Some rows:
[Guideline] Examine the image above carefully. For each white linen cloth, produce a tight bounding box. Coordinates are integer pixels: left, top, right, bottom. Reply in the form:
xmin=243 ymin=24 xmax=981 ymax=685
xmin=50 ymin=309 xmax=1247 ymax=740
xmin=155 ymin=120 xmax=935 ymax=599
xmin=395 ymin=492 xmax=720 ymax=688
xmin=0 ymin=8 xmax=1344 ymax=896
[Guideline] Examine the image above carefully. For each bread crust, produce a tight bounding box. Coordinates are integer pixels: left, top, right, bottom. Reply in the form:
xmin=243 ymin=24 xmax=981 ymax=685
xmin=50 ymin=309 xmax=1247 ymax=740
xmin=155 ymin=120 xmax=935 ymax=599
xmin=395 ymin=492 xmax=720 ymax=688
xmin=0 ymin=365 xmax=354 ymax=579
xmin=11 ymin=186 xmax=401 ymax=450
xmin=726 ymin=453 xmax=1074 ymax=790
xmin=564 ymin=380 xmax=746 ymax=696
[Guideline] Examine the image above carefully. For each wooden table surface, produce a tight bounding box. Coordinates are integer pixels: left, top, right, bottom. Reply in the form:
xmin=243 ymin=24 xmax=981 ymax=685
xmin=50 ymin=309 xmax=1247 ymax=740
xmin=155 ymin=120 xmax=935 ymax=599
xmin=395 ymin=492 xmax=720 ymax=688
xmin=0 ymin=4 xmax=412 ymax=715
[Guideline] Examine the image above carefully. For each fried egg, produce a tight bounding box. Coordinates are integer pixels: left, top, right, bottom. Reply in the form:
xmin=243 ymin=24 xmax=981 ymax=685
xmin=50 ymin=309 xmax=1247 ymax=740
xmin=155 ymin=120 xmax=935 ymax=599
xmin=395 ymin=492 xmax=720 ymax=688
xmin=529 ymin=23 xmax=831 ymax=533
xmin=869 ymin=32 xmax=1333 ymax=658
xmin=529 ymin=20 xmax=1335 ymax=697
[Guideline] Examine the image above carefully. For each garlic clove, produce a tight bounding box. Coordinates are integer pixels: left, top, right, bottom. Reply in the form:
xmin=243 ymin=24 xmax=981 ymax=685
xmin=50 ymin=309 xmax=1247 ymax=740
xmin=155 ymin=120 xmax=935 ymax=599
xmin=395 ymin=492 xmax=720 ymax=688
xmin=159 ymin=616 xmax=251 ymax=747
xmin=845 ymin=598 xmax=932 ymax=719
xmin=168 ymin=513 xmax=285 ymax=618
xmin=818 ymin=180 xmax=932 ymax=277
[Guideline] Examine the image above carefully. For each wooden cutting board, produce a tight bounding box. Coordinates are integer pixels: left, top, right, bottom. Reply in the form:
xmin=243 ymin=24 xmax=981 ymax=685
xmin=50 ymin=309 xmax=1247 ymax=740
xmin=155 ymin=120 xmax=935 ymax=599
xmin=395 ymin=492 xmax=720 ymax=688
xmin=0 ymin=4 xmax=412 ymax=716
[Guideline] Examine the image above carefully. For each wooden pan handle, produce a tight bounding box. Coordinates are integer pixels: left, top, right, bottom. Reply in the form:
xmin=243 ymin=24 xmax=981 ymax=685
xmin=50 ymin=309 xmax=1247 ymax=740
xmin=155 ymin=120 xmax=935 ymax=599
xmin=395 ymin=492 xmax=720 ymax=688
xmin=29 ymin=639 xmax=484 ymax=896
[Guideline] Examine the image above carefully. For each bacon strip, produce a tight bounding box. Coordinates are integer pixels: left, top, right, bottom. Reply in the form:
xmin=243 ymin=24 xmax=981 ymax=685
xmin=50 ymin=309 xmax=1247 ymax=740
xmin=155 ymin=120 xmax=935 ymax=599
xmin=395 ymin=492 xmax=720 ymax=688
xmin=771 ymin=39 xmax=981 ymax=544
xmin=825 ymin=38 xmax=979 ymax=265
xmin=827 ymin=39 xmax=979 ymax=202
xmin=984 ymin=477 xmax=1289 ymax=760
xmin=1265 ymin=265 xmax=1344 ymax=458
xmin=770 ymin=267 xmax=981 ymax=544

» Job:
Can you repeat every one of the rows above, word for word and in the same order?

» Full output:
[Guideline] Examine the image above carefully. For each white linen cloth, produce a tight bounding box. Coordinates are integer pixels: left, top, right, bottom. Reply in the form:
xmin=243 ymin=24 xmax=981 ymax=685
xmin=50 ymin=309 xmax=1247 ymax=740
xmin=155 ymin=120 xmax=935 ymax=599
xmin=395 ymin=492 xmax=720 ymax=688
xmin=0 ymin=8 xmax=1344 ymax=896
[Guideline] Examine the image above carefully. For each bread crust, produce a tight bounding box. Coordinates are integer pixels: left, top, right, bottom. Reply in the form:
xmin=243 ymin=24 xmax=981 ymax=685
xmin=50 ymin=309 xmax=1247 ymax=740
xmin=155 ymin=120 xmax=935 ymax=599
xmin=395 ymin=492 xmax=720 ymax=688
xmin=0 ymin=365 xmax=354 ymax=579
xmin=11 ymin=186 xmax=401 ymax=450
xmin=726 ymin=453 xmax=1074 ymax=790
xmin=564 ymin=380 xmax=746 ymax=696
[Guideline] Examine the image above carefully. For each wooden table surface, produce a tight bounding box. Coordinates are integer pixels: left, top, right, bottom. Reply in the form:
xmin=243 ymin=24 xmax=981 ymax=685
xmin=50 ymin=309 xmax=1247 ymax=740
xmin=155 ymin=120 xmax=935 ymax=599
xmin=395 ymin=492 xmax=720 ymax=688
xmin=0 ymin=4 xmax=412 ymax=715
[Guideline] Examine the image above carefully. For each fried egg, produce a tight bounding box. Coordinates are integer pixels: left, top, right, bottom. Reply in the form:
xmin=243 ymin=24 xmax=981 ymax=685
xmin=50 ymin=309 xmax=1247 ymax=740
xmin=155 ymin=120 xmax=935 ymax=599
xmin=395 ymin=492 xmax=720 ymax=688
xmin=529 ymin=23 xmax=831 ymax=533
xmin=869 ymin=32 xmax=1333 ymax=658
xmin=529 ymin=20 xmax=1335 ymax=697
[Guideline] Examine the image above carefully. For each garlic clove, produce a tight bounding box. Coordinates are integer pixels: left, top, right, bottom. Reply in the form:
xmin=243 ymin=24 xmax=981 ymax=685
xmin=50 ymin=309 xmax=1247 ymax=740
xmin=155 ymin=120 xmax=935 ymax=599
xmin=395 ymin=492 xmax=720 ymax=688
xmin=159 ymin=616 xmax=251 ymax=747
xmin=845 ymin=598 xmax=932 ymax=719
xmin=168 ymin=513 xmax=285 ymax=618
xmin=818 ymin=180 xmax=932 ymax=277
[Guideline] Examine the image above carefully. For each wooden cutting board, produce a tight bounding box. Coordinates are integer pixels: left, top, right, bottom. Reply in the form:
xmin=243 ymin=24 xmax=981 ymax=685
xmin=50 ymin=309 xmax=1247 ymax=740
xmin=155 ymin=120 xmax=935 ymax=599
xmin=395 ymin=492 xmax=720 ymax=688
xmin=0 ymin=4 xmax=412 ymax=716
[Guideline] Examine the image above carefully. For each wooden pan handle, produce a tight bounding box. Coordinates are integer pixels: left, top, right, bottom. Reply in the form:
xmin=243 ymin=24 xmax=981 ymax=685
xmin=50 ymin=309 xmax=1247 ymax=740
xmin=155 ymin=120 xmax=935 ymax=599
xmin=395 ymin=492 xmax=720 ymax=688
xmin=29 ymin=639 xmax=484 ymax=896
[Guideline] Examine the image above carefully. For each bacon strip, produce a tight bounding box. Coordinates are integer pixels: left, top, right, bottom. Reply in the form:
xmin=243 ymin=24 xmax=981 ymax=685
xmin=50 ymin=309 xmax=1247 ymax=740
xmin=155 ymin=120 xmax=935 ymax=599
xmin=395 ymin=492 xmax=720 ymax=688
xmin=771 ymin=39 xmax=981 ymax=544
xmin=825 ymin=38 xmax=979 ymax=265
xmin=827 ymin=39 xmax=979 ymax=202
xmin=984 ymin=477 xmax=1289 ymax=760
xmin=1265 ymin=265 xmax=1344 ymax=458
xmin=770 ymin=267 xmax=981 ymax=544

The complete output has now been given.